Every line from the top of the material through the line holding "Target: bicycle tire" should be copied exactly, and only those lines.

Content starts

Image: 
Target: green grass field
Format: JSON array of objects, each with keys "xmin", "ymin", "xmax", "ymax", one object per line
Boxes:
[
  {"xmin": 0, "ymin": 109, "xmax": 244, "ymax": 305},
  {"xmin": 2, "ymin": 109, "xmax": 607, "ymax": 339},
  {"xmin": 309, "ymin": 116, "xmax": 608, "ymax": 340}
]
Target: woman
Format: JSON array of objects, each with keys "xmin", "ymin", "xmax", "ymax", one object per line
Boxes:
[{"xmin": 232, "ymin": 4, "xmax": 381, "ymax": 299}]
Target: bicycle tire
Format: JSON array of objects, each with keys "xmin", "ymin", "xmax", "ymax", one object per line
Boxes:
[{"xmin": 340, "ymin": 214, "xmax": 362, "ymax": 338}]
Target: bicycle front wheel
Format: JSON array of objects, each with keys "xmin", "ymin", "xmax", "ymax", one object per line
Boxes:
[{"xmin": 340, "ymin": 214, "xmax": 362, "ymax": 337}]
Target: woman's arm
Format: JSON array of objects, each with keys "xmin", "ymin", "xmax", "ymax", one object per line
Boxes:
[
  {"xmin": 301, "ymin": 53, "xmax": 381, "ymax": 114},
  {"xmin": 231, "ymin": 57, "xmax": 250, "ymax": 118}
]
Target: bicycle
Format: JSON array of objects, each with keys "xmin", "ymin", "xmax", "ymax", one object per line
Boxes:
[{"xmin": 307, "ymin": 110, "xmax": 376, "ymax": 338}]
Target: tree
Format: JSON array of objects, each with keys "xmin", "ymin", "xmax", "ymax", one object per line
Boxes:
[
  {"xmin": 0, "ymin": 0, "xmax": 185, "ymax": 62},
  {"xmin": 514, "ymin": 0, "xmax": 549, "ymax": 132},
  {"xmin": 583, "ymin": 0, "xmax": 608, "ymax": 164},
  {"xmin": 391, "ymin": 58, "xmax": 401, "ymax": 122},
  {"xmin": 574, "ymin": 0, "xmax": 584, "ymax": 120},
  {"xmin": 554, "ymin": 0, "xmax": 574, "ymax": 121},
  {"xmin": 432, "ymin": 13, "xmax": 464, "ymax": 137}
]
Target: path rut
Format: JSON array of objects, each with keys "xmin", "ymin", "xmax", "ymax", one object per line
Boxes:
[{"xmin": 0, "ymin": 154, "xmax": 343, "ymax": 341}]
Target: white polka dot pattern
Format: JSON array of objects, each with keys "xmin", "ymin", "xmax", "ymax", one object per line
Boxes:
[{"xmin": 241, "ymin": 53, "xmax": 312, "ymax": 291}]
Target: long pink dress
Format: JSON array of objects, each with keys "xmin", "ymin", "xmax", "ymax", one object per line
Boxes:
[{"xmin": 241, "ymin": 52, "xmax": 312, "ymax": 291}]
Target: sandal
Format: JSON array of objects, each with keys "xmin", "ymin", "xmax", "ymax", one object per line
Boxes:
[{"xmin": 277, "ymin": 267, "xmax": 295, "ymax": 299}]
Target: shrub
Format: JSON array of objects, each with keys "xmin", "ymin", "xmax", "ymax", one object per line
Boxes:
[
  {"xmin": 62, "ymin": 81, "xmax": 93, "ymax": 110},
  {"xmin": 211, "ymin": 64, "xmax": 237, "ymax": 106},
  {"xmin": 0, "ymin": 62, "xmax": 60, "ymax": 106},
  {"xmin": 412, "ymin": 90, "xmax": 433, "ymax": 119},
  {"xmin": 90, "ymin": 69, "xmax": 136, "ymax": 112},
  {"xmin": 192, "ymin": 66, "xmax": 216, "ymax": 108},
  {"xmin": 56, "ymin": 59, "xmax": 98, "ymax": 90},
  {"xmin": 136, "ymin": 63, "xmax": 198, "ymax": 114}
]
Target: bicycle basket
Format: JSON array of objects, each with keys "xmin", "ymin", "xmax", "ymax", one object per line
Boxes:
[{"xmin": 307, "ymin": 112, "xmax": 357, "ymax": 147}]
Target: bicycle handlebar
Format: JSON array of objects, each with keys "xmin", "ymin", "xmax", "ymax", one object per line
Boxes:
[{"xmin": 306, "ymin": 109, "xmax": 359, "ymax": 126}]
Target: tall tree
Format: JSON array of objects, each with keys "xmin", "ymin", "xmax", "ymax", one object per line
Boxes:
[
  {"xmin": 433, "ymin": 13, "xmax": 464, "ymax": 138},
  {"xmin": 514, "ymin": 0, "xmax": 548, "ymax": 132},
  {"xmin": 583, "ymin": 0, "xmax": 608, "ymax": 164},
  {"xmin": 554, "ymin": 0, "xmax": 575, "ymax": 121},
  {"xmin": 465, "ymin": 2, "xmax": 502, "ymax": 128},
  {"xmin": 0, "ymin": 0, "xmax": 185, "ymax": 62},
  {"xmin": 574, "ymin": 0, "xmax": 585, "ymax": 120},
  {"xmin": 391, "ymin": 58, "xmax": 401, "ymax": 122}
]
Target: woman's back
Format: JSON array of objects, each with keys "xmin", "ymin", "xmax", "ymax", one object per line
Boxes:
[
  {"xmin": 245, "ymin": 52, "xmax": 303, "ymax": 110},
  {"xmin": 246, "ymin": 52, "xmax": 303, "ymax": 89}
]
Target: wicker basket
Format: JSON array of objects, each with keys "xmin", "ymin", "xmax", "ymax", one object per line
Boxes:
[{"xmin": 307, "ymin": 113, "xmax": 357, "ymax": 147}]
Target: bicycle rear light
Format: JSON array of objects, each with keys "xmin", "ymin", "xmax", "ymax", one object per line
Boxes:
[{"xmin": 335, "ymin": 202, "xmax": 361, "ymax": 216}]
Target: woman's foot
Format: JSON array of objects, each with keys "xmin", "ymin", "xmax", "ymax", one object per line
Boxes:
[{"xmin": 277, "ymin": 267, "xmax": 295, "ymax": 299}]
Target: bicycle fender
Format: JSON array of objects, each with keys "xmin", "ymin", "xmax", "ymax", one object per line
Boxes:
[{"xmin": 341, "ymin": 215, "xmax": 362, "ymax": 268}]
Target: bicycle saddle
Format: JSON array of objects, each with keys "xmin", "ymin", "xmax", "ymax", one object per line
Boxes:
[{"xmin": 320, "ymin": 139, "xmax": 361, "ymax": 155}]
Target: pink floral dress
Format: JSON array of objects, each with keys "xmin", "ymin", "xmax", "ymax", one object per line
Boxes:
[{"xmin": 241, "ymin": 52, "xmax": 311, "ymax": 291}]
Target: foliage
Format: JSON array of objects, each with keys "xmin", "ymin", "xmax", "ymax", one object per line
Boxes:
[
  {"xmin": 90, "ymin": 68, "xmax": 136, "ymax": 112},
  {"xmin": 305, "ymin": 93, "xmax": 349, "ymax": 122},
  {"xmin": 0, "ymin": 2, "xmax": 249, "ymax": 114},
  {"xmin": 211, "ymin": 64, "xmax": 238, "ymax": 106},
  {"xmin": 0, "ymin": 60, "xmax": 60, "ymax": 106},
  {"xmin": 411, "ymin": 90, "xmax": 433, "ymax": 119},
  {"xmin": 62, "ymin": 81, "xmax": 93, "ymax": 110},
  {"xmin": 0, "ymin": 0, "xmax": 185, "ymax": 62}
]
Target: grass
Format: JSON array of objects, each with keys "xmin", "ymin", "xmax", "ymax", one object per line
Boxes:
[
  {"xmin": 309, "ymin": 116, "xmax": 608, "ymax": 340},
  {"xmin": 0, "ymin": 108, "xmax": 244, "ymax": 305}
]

Content ends

Response to the exercise
Image: 
Target: green grass field
Format: JSON array of objects, each with keys "xmin", "ymin", "xmax", "ymax", one object per line
Boxes:
[
  {"xmin": 0, "ymin": 109, "xmax": 244, "ymax": 305},
  {"xmin": 2, "ymin": 109, "xmax": 607, "ymax": 339},
  {"xmin": 309, "ymin": 116, "xmax": 608, "ymax": 340}
]
Target: woman
Format: JSON array of objects, each with keys "xmin", "ymin", "xmax", "ymax", one object per line
Boxes:
[{"xmin": 232, "ymin": 4, "xmax": 381, "ymax": 299}]
Target: bicycle tire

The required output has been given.